This version of the FME-7 contains a variant of the widely used Yamaha YM2149 (SSG), a derivative of the popular AY-3-8910 chip.

==Unlicensed MMCs==
Some individual (homebrew) and unlicensed developers have made custom MMCs for the NES, most of which simply expand the available memory.

===228===
- Manufacturer: Active Enterprises
- Games: Action 52, Cheetahmen II
228 is a simple bank switching MMC developed for use in the games Action 52 and Cheetahmen II. It does not have a nametable control bit. In the Action 52 multicart, it also contains a small 16-bit register area that contains the old menu selection when exiting a game.

===GTROM===
- Manufacturer: Membler Industries
GTROM or Cheapocadabra is a self-flashable MMC developed in 2015 for the homebrew market. The board contains 512K of PRG ROM, 16K of CHR ROM, and two LEDs. While the GTROM does not contain PRG RAM, saved games are possible due to PRG ROM being flashable by NES software.

===MXM-1===
- Manufacturer: Something Nerdy Studios
- Games: Former Dawn
MXM-1 is a custom MMC developed in 2022 for use in the homebrew game Former Dawn. Unlike most unlicensed MMCs, it greatly expands upon the feature set of the stock NES, allowing it to use 8x1 attributes for using more colors while also featuring FMV playback, expanded audio (8 channels of PCM audio with an echo buffer, wavetable support, and smooth sinc function based interpolation) and direct access to 768M of ROM (indirectly 2.8G) and 1M of RAM.

-*-*-

WORK INSTRUCTION: Translate this sentence from the passage on NES memory chips into Spanish: "While the GTROM does not contain PRG RAM, saved games are possible due to PRG ROM being flashable by NES software." The records are not required for the task on this text.

-*-*-

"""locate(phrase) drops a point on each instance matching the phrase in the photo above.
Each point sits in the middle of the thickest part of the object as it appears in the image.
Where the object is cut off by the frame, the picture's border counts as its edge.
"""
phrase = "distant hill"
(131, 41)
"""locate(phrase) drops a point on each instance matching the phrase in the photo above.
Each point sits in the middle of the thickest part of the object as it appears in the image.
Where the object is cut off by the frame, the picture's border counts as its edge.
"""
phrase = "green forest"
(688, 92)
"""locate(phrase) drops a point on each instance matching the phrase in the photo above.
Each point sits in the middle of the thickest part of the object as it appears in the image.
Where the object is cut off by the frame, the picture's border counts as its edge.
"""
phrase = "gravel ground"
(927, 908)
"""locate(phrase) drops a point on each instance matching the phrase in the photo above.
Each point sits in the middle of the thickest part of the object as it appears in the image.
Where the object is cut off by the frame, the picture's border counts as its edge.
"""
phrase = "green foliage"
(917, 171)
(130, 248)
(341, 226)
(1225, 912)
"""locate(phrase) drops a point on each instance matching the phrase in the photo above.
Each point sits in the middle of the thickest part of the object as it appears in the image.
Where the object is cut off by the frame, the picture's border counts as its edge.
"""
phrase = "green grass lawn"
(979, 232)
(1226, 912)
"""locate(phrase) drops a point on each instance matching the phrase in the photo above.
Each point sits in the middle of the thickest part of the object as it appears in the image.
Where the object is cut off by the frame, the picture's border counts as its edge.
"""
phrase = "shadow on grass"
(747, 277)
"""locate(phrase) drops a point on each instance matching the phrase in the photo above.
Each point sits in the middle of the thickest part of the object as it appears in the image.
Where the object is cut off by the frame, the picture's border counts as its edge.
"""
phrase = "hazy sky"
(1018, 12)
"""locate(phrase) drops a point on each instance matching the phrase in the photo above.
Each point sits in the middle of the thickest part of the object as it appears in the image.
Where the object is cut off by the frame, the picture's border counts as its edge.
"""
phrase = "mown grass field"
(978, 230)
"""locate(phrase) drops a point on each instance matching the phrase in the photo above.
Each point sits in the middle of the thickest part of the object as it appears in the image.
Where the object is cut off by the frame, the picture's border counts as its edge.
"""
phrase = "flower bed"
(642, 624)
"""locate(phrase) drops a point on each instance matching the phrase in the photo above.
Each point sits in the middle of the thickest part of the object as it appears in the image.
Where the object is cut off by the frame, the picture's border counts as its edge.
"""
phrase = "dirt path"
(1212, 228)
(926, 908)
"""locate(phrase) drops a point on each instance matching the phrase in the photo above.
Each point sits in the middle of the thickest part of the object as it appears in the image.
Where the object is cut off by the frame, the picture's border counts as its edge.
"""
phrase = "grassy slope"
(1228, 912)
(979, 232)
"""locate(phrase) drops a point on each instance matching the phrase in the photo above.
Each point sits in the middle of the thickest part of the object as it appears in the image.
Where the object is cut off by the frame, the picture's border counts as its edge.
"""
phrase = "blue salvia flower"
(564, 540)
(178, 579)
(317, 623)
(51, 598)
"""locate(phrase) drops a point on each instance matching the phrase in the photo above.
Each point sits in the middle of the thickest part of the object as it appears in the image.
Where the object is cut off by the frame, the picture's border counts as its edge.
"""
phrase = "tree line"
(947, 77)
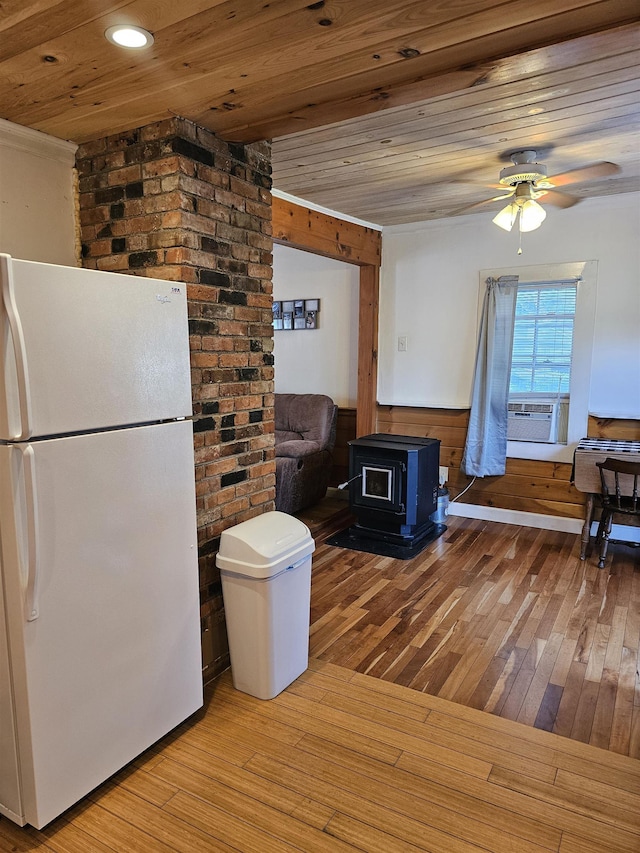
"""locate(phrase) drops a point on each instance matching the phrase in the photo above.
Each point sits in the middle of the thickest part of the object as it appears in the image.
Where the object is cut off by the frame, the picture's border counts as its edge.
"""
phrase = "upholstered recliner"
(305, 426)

-*-*-

THE ANSWER: Aunque el GTROM no contiene PRG RAM, es posible guardar partidas gracias a que la PRG ROM puede regrabarse mediante software de NES.